- _Record excerpts_

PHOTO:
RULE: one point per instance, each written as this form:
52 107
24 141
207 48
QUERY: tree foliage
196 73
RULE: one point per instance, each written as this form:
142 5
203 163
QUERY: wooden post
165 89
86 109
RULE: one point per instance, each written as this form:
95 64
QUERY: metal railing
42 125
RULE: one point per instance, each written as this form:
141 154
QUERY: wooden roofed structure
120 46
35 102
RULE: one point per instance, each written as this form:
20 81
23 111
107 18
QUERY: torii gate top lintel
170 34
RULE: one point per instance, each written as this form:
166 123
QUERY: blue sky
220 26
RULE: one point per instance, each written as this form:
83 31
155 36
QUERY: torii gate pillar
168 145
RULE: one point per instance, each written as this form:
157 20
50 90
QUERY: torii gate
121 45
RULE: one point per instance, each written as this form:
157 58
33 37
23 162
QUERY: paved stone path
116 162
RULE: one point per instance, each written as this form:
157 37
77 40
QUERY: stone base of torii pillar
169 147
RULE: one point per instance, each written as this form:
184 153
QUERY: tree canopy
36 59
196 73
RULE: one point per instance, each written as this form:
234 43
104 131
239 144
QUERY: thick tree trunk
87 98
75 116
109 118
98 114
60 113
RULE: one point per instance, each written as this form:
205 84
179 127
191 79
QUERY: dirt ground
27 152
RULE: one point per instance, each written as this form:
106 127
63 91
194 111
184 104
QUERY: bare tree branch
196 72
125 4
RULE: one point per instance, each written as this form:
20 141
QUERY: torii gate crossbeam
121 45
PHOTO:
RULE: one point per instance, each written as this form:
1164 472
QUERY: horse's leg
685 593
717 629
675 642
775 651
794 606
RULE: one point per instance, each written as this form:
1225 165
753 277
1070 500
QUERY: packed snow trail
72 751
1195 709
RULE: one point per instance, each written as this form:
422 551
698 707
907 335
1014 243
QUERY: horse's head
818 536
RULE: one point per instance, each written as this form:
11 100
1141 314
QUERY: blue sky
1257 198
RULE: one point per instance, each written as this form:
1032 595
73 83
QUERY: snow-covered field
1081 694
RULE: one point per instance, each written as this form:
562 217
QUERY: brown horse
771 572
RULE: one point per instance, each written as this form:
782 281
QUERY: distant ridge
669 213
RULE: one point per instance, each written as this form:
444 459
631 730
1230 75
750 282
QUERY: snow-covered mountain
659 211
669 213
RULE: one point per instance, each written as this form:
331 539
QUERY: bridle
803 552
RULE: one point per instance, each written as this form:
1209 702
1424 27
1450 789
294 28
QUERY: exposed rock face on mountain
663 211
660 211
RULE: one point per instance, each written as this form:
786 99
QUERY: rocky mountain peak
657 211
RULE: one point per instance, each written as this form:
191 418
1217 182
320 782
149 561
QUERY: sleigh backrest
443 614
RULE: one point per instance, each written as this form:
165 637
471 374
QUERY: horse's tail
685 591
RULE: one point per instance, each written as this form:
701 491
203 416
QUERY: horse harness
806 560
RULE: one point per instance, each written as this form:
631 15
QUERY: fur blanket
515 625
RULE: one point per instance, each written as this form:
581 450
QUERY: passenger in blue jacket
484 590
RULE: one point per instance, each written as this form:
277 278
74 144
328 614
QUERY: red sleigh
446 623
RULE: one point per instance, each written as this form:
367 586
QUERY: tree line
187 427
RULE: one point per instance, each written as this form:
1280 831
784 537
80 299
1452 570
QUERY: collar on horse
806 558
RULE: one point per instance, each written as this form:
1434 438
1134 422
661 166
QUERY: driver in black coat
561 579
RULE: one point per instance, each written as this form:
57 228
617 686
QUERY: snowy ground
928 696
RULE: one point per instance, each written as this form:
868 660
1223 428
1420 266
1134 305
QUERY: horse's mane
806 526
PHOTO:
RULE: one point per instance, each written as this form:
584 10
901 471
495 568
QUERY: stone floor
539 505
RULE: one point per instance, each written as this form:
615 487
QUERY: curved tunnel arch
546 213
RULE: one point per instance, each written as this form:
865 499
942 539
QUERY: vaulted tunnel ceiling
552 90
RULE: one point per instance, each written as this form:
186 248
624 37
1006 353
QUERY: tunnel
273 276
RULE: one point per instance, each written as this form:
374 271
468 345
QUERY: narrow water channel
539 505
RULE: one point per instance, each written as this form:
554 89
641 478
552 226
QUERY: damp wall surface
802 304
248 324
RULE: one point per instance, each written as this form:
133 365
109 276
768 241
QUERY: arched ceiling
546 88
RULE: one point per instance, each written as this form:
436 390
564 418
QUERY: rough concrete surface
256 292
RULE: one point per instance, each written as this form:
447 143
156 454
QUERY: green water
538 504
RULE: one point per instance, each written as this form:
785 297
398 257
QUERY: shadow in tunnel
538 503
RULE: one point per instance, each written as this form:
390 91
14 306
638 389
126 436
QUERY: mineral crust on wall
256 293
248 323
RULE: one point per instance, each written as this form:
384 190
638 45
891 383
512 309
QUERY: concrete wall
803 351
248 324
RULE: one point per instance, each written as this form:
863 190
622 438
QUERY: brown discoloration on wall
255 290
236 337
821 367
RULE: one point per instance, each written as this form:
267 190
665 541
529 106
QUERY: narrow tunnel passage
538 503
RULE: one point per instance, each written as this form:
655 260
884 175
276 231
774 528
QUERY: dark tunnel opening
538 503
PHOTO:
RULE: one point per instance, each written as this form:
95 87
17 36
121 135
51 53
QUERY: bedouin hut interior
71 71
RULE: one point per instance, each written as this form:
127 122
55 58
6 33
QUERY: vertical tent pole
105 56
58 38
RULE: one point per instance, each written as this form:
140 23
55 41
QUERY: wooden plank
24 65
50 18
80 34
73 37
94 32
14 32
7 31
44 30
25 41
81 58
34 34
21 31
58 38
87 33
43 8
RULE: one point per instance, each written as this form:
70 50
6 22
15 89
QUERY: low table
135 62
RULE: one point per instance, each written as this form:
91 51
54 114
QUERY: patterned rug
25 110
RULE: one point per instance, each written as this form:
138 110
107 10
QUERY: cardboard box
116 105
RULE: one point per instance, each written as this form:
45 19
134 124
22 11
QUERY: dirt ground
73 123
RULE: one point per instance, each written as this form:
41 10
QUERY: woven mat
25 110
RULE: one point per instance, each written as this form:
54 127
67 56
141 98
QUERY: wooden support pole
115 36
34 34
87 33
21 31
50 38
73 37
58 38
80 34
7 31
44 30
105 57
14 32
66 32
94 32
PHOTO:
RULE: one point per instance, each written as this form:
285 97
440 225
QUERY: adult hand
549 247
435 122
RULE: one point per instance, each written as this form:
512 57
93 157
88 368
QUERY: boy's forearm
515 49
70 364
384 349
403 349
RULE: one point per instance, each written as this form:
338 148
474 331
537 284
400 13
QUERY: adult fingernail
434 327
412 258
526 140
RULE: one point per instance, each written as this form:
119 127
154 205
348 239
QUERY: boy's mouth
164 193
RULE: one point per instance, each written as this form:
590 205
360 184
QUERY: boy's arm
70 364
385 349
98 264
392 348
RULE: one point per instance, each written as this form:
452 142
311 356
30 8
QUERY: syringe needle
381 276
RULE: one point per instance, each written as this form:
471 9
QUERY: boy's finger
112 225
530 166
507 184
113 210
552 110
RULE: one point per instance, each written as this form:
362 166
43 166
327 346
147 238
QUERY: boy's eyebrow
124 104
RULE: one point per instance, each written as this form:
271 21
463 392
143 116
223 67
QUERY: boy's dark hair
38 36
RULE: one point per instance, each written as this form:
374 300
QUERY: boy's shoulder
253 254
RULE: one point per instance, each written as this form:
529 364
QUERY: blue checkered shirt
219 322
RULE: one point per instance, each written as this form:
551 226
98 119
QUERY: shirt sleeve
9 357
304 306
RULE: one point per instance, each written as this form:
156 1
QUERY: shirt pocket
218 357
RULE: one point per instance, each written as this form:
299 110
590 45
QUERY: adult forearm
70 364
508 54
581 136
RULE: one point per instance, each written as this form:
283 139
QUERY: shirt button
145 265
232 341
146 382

- _Your goal_
Which lines of the material above contain the string "dark"? Show every such line in full, treating uppercase and lowercase as different.

- _Solved problem_
QUERY: dark tunnel opening
QUERY: boy's dark hair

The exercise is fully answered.